Instrucciones:
[A] Según el texto sobre Magnus Carlsen, ¿qué diferencia a Carlsen de varios de los otros jugadores que obtuvieron el título de Gran Maestro antes de los quince años? Responde en una a tres oraciones.
[B] Reproduce, tal cual aparece en el texto sobre Magnus Carlsen, el fragmento que va desde "El ajedrez tiene un" hasta "idolatra a Anand).".

Fragmento del texto:
+++
El ajedrez tiene un fuerte  monarca y, admito que un poco para mi sorpresa, la prensa internacional le ha dedicado al suceso una atención prácticamente inaudita desde los tiempos del reinado de Garry Kaspárov. Aunque la verdad es que por diversos motivos, entre ellos su precocidad, era previsible que Magnus Carlsen obtuviese mayor atención mediática que por ejemplo Vladimir Kramnik o que su reciente rival y ahora excampeón Viswanathan Anand, nombres que el gran público seguirá sin reconocer (excepto, claro, el público indio que idolatra a Anand).
Pero, ¿quién es Magnus Carlsen y qué significa su victoria para el mundo del ajedrez?

Como bien sabemos fue un niño prodigio que a los trece años ya lucía el título de Gran Maestro de ajedrez. Esto es, lo obtuvo un año y poco antes que Bobby Fischer, jugador con el que se lo está comparando muy a menudo en estos días (en estas líneas analizaremos con más detalle esas comparaciones). Si bien es cierto que obtener la norma de GM era bastante más complicado y meritorio en los tiempos de Fischer y que en décadas recientes es más fácil, y que ha habido otros jugadores —más o menos una veintena— que lo han conseguido antes de los quince años, la diferencia entre Carlsen y varios de esos Maestros precoces es que prácticamente desde sus comienzos se señaló al noruego como destinado para la grandeza. Hoy ha cumplido todos esos presagios venciendo con tremenda facilidad al ya excampeón Anand y obteniendo el título mundial a una edad insultantemente temprana: únicamente Kaspárov fue campeón con menos edad, aunque por una diferencia de meses.

Ahora nadie tiene muy claro dónde está el límite del joven Carlsen, que llevaba dominando el ajedrez desde hacía un par de años y a quien solamente le faltaba consagrarse en una final mundial. Una vez en el trono, a nadie se le ocurre quién podría ponerlo en problemas. Fischer tuvo a Spassky. Incluso Kaspárov, en su larguísimo reinado, tuvo que pasar bastantes aprietos frente a Kárpov, el campeón al que él mismo había destronado. Anand, obviamente, ha tenido a Carlsen. Pero Carlsen, ¿a quién tiene?
+++
Filas listadas:

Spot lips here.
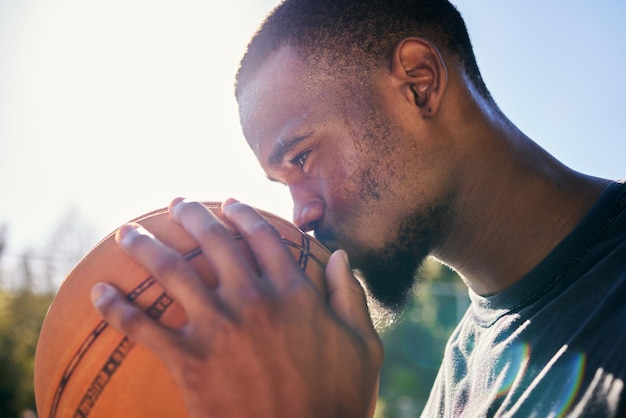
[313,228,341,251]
+++
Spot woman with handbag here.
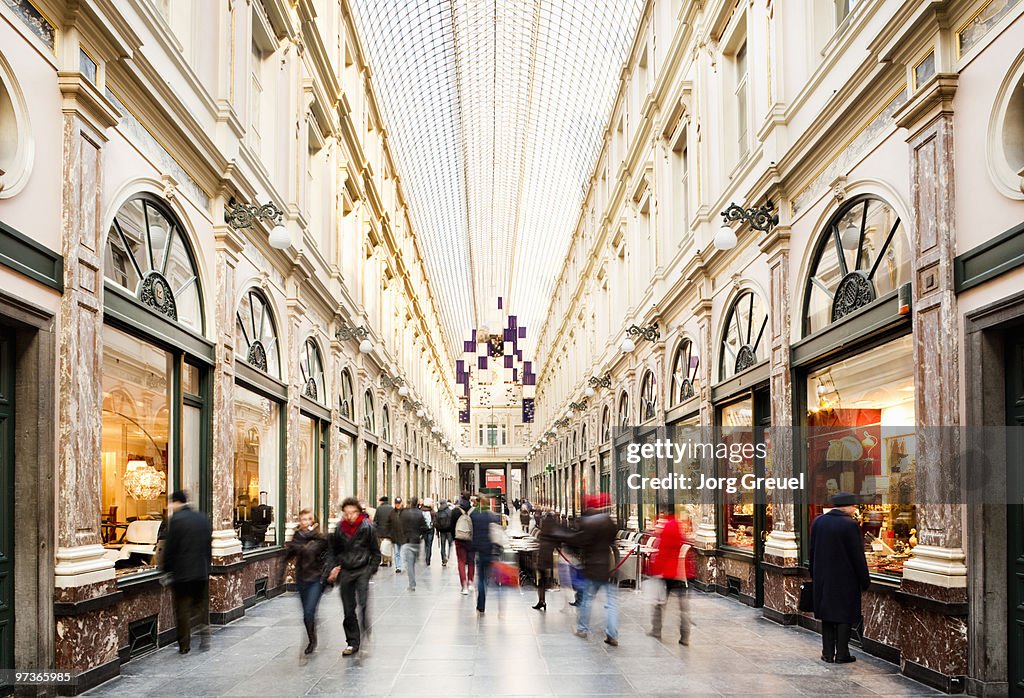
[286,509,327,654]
+++
Respuestas esperadas:
[A] A diferencia de varios de esos Maestros precoces, a Carlsen se le señaló como destinado para la grandeza prácticamente desde sus comienzos.

[B]
El ajedrez tiene un fuerte  monarca y, admito que un poco para mi sorpresa, la prensa internacional le ha dedicado al suceso una atención prácticamente inaudita desde los tiempos del reinado de Garry Kaspárov. Aunque la verdad es que por diversos motivos, entre ellos su precocidad, era previsible que Magnus Carlsen obtuviese mayor atención mediática que por ejemplo Vladimir Kramnik o que su reciente rival y ahora excampeón Viswanathan Anand, nombres que el gran público seguirá sin reconocer (excepto, claro, el público indio que idolatra a Anand).